## Text to read:
# # # # # # #
SECURITIES AND EXCHANGE COMMISSION

Washington, D.C.  20549

 


 

FORM 8-K

 


 

CURRENT REPORT

 

Pursuant to Section 13 or 15(d) of the

Securities Exchange Act of 1934

 

Date of Report (Date of Earliest Event Reported):   February 22, 2005

 


 

AARON RENTS, INC.

(Exact name of Registrant as Specified in its Charter)

 

Georgia

 

1-13941

 

58-0687630

(State or other Jurisdiction of Incorporation or Organization)

 

(Commission File
Number)

 

(IRS Employer
Identification No.)

 

 

 

309 E. Paces Ferry Road, N.E.
Atlanta, Georgia

 

30305-2377

(Address of principal executive offices)

 

(Zip code)

 

Registrant’s telephone number, including area code:  (404) 231-0011

 

Not Applicable

(Former name or former address, if changed since last report)
# # # # # # #
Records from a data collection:
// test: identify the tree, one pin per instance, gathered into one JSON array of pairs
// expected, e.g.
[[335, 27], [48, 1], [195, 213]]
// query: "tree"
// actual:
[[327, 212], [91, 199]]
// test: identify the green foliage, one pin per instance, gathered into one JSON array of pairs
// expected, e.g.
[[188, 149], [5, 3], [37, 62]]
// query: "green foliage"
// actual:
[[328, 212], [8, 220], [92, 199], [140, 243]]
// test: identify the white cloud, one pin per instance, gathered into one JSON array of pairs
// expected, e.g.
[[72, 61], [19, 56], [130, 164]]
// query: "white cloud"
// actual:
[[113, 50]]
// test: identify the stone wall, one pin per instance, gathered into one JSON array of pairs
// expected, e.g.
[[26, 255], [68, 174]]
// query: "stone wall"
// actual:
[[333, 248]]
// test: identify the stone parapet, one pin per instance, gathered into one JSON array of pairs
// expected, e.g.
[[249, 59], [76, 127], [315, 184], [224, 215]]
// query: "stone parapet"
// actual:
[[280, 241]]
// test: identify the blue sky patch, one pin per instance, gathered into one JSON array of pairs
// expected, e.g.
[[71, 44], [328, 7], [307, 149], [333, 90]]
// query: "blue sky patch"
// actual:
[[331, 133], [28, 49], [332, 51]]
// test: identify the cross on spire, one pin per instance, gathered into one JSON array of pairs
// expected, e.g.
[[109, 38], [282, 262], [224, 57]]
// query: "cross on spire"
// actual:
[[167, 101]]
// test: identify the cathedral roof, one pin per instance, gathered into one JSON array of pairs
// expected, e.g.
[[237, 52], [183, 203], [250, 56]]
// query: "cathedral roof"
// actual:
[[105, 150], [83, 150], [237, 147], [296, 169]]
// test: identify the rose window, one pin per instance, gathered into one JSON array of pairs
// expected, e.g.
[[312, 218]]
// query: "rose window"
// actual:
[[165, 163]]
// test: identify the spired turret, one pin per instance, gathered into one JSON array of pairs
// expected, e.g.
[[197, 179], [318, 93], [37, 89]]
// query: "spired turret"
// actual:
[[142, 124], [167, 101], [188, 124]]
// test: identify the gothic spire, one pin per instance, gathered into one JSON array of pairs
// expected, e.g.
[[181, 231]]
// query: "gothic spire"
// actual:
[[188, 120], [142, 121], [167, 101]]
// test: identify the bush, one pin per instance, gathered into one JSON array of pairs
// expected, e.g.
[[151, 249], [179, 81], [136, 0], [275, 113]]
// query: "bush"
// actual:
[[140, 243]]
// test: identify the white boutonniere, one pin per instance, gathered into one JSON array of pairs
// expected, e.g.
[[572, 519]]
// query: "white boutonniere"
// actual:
# # # # # # #
## Task set:
A – Using the Form 8-K cover page, answer these questions:
(i) What date is given as the Date of Report?
(ii) What is the exact name of the registrant?
(iii) What telephone number, including area code, is listed for the registrant?
B – Reproduce the part of the Form 8-K cover page starting at "Securities Exchange Act" and ending at "in its Charter)".
The records have no connection to the Form 8-K cover page.

## The answers:
A –
(i) February 22, 2005
(ii) AARON RENTS, INC.
(iii) (404) 231-0011

B –
Securities Exchange Act of 1934

 

Date of Report (Date of Earliest Event Reported):   February 22, 2005

 


 

AARON RENTS, INC.

(Exact name of Registrant as Specified in its Charter)